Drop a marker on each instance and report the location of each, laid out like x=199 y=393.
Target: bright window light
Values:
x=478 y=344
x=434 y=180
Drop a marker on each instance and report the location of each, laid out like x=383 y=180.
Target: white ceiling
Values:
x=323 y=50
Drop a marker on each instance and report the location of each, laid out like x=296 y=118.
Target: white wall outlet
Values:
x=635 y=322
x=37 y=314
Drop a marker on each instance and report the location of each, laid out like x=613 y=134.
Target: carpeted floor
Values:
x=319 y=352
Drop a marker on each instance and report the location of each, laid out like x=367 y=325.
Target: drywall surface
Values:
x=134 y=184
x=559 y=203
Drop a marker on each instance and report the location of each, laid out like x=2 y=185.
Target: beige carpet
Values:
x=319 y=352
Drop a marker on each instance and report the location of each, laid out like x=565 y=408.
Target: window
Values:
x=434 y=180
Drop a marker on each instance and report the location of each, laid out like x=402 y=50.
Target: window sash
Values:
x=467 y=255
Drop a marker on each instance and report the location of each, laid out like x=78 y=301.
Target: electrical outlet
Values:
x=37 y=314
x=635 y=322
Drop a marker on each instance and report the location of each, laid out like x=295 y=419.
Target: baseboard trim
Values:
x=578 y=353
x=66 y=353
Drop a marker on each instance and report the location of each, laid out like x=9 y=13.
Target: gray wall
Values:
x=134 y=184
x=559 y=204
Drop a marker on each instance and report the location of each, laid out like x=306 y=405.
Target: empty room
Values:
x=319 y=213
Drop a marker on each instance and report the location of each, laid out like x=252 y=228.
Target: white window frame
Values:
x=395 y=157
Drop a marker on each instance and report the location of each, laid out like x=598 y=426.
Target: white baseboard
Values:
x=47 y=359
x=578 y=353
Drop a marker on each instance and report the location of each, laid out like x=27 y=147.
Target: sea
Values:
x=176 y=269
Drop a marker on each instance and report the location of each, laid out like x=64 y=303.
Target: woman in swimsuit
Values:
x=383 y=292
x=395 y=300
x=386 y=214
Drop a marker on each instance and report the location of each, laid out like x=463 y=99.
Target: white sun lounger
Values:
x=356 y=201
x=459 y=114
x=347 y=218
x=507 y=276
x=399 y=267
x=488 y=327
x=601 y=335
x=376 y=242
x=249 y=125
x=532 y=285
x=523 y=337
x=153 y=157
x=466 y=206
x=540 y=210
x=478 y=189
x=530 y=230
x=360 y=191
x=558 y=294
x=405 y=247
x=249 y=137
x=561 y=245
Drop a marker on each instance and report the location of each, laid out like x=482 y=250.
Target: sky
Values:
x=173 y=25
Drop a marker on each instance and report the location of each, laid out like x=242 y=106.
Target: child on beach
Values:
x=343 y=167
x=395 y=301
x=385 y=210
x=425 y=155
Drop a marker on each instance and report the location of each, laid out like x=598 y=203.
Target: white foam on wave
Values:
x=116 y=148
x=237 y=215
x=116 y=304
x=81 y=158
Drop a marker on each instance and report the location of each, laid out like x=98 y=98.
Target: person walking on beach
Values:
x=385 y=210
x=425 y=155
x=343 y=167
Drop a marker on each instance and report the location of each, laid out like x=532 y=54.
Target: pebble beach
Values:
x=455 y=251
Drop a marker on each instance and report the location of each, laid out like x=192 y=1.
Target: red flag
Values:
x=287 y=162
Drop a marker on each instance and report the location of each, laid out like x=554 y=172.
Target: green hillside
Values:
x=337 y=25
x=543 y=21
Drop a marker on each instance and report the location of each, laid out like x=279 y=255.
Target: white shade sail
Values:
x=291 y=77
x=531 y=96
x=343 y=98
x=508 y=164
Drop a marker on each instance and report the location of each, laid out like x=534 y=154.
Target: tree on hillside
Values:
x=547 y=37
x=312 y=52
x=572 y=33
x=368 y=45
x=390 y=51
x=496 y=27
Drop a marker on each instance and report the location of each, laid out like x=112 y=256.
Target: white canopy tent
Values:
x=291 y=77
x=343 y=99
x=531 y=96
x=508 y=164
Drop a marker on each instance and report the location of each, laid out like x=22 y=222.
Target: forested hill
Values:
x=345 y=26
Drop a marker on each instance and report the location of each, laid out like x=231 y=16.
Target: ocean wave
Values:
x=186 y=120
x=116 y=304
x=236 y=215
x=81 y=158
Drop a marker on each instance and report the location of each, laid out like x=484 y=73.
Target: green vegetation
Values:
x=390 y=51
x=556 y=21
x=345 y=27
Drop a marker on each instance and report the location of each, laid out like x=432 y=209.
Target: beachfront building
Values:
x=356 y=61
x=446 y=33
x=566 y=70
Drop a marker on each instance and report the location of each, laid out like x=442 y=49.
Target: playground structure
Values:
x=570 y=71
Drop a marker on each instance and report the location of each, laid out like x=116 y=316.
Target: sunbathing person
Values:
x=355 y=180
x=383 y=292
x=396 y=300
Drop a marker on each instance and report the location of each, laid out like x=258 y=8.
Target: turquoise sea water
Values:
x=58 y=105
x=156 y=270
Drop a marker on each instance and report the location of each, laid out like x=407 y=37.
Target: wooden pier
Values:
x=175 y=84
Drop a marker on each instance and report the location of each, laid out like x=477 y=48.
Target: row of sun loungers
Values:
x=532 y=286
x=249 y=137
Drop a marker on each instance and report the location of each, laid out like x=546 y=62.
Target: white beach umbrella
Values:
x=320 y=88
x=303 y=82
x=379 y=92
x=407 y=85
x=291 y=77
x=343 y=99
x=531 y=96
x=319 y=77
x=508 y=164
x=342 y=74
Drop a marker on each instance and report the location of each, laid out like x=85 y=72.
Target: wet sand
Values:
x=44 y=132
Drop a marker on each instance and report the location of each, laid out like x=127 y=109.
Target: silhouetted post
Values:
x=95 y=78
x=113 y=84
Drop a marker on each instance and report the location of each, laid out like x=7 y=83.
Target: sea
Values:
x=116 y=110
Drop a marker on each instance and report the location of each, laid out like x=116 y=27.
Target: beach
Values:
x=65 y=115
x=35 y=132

━━━━━━━━━━

Copy the part of the records that opens with the line containing "like x=2 y=185." and closes with the line containing "x=395 y=157", keeping every line, requests included, and add 123 to each x and y coordinate given as an answer. Leave the sample coordinates in the requests unchanged.

• **Written response**:
Drop a marker on each instance and report the location of each, laid out like x=2 y=185.
Target: beige carpet
Values:
x=442 y=475
Drop a marker on each instance and report the location of each, laid out like x=565 y=408.
Target: window
Values:
x=557 y=303
Drop a marker on each instance and report the location of each, laid out like x=402 y=50.
Target: window sash
Values:
x=590 y=378
Drop a marker on each instance and report the location of each, laid out like x=78 y=301.
Target: electrical outlet
Values:
x=160 y=437
x=758 y=445
Drop a marker on each instance and report the location of each, laid out like x=295 y=419.
Target: baseboard trim
Values:
x=701 y=476
x=189 y=476
Drop a marker on each instance and report the location of each, laid out like x=9 y=13.
Target: gray wall
Values:
x=257 y=307
x=682 y=327
Drop a marker on each instance and report the location of each, laid out like x=306 y=405.
Target: empty room
Values:
x=442 y=336
Drop a marker on each instance and report the location of each, laid out like x=252 y=228.
Target: white window frame
Values:
x=518 y=280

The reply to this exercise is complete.